Records shown Block Start

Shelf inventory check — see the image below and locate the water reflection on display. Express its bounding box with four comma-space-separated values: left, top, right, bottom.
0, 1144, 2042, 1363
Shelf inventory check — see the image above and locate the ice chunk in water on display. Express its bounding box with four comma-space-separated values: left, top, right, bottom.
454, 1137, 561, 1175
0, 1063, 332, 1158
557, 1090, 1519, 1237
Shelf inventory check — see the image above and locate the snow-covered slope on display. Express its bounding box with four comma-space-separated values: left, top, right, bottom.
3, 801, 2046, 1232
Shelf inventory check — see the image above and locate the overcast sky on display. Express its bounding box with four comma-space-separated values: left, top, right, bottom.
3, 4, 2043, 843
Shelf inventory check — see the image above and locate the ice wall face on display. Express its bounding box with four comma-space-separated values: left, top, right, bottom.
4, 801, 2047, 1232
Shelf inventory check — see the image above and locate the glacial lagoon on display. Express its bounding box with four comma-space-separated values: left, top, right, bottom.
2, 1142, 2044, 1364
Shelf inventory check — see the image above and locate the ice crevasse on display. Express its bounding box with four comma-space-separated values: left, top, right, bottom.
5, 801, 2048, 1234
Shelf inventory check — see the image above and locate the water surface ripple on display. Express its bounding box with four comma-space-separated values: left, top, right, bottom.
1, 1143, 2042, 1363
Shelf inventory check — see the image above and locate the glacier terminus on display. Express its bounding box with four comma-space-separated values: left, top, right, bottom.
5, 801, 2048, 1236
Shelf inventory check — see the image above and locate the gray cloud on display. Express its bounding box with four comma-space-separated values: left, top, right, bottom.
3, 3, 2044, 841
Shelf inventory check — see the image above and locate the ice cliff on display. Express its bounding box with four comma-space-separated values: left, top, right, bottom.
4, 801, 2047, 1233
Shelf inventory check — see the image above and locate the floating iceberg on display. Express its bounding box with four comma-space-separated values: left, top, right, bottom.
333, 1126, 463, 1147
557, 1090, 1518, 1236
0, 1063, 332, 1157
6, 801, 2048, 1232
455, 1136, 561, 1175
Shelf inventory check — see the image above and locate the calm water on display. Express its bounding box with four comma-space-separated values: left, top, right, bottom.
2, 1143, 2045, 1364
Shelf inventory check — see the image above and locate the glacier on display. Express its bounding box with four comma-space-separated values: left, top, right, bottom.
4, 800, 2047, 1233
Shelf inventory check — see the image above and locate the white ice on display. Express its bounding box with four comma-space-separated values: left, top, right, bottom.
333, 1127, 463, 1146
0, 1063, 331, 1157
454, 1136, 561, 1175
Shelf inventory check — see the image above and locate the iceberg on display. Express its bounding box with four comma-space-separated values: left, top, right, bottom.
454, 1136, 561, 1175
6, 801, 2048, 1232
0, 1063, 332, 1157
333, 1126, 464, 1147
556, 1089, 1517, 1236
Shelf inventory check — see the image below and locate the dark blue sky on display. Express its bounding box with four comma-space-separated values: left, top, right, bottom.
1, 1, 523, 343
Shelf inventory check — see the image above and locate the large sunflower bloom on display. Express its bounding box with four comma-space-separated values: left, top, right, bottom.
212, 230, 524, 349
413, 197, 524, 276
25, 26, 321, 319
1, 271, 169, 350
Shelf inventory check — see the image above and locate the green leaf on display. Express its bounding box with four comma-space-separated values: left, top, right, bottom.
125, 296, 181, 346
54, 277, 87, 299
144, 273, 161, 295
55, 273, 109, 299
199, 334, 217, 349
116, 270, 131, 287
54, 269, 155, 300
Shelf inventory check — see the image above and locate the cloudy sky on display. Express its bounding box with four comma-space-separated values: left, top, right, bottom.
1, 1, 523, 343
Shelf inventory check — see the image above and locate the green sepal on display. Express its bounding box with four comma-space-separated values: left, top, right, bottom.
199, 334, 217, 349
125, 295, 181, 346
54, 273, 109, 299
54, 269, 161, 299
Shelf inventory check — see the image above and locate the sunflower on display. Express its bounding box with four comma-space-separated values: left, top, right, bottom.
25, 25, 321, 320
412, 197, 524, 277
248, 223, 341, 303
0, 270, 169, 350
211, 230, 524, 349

Records shown Block End

- Task requirements -
To complete the exercise, print all of the entries exactly.

- Response -
Shelf inventory check — see the image below and locate the water reflection on display. Express its bounding box with four comma-space-separated values: left, top, right, bottom.
0, 1144, 2042, 1363
Shelf inventory check — see the image above and locate the ice chunk in water on display. Express its bounding box with four comma-space-separated values: left, top, right, bottom.
454, 1137, 561, 1175
0, 1063, 332, 1158
557, 1090, 1519, 1237
Shelf inventory check — see the image above and locate the snow-covered slope on display. Express its bounding box with four comma-space-separated values: left, top, right, bottom.
3, 801, 2046, 1232
Shelf inventory check — see the image above and locate the overcast sky on display. Express its bounding box with four comma-space-separated values: left, top, right, bottom.
3, 4, 2043, 843
Shelf inventory check — see the image above and locate the ice wall face on display. Express its bounding box with four comma-space-separated values: left, top, right, bottom.
4, 801, 2047, 1232
Shelf inventory check — see the image above and locate the glacial lagoon on display. Express its bounding box with four comma-space-separated values: left, top, right, bottom.
2, 1142, 2044, 1364
Shelf inventory check — see the image above and locate the ice crevasse on display. Express its bounding box with four comma-space-separated values: left, top, right, bottom.
5, 801, 2048, 1234
Shelf inventory check — see the image above and locate the water surface ripple on display. Express its bounding box with four comma-space-separated values: left, top, right, bottom.
1, 1143, 2042, 1363
Shelf inventory check — see the image above and locate the glacier terminus on display. Express its bounding box with four comma-space-separated values: left, top, right, bottom.
5, 801, 2048, 1236
Shelf inventory check — see the image above and locate the gray cloud on display. Express its bounding box with four comma-space-separated values: left, top, right, bottom.
3, 3, 2044, 841
Shelf inventory check — see the image above and locate the ice cliff on display. Express its bounding box with four comma-space-separated values: left, top, right, bottom.
4, 801, 2047, 1233
Shelf inventory check — see the image above and locate the floating iceberg on display. Express its bounding box with four comma-space-separated values: left, top, right, bottom.
333, 1126, 463, 1147
557, 1090, 1518, 1236
0, 1063, 332, 1157
6, 801, 2048, 1232
455, 1136, 561, 1175
Shelf inventory check — see the image above and locate the calm water on display. Express its bounding box with four comma-space-separated values: left, top, right, bottom.
2, 1143, 2045, 1364
Shelf inventory check — see the image above and locate the glacier on display. Express its bounding box with four comma-space-separated values: left, top, right, bottom.
4, 800, 2047, 1233
Shelf inventory check — see the image above and locate the white ice on display. Express its bounding box with four comma-space-separated values: left, top, right, bottom.
333, 1127, 463, 1146
0, 1063, 331, 1157
454, 1136, 561, 1175
Shelf inventory check — see the image above and locate the iceberg on display. Express its bounding box with four comma-space-separated values: left, top, right, bottom.
454, 1136, 561, 1175
6, 801, 2048, 1232
0, 1063, 332, 1157
333, 1126, 464, 1147
556, 1089, 1517, 1236
Shelf inventory check — see the image below and locate the dark blue sky on display. Express its bounding box with four comma-space-separated values: left, top, right, bottom.
1, 1, 523, 343
Shelf inventory check — see the image above and locate the large sunflower bloom on display. Express its bounding box with four comma-space-separated values: left, top, right, bottom.
212, 230, 524, 349
413, 197, 524, 276
25, 26, 321, 319
1, 271, 169, 350
Shelf inventory check — see the image above and locate the green leaf on display. Express its bounding box with four comma-space-separated values: left, top, right, bottom.
125, 296, 181, 346
54, 277, 87, 299
144, 273, 161, 295
55, 273, 109, 299
199, 334, 217, 349
116, 270, 131, 287
54, 269, 155, 300
Shelf inventory check — see the image above and locate the cloudy sky on display. Express its bounding box with four comma-space-separated values: left, top, right, bottom.
1, 1, 523, 343
Shelf inventory check — see the image above and locate the green sepal on display. Express its bounding box with four comma-space-separated values: left, top, right, bottom.
199, 334, 217, 349
125, 295, 181, 346
54, 273, 109, 299
54, 269, 161, 299
Shelf inventory check — see the image above and locate the sunflower on display. Express its bounding box with four comma-space-separated values: left, top, right, bottom.
25, 25, 321, 320
412, 197, 524, 277
248, 223, 341, 303
0, 270, 169, 350
211, 230, 524, 349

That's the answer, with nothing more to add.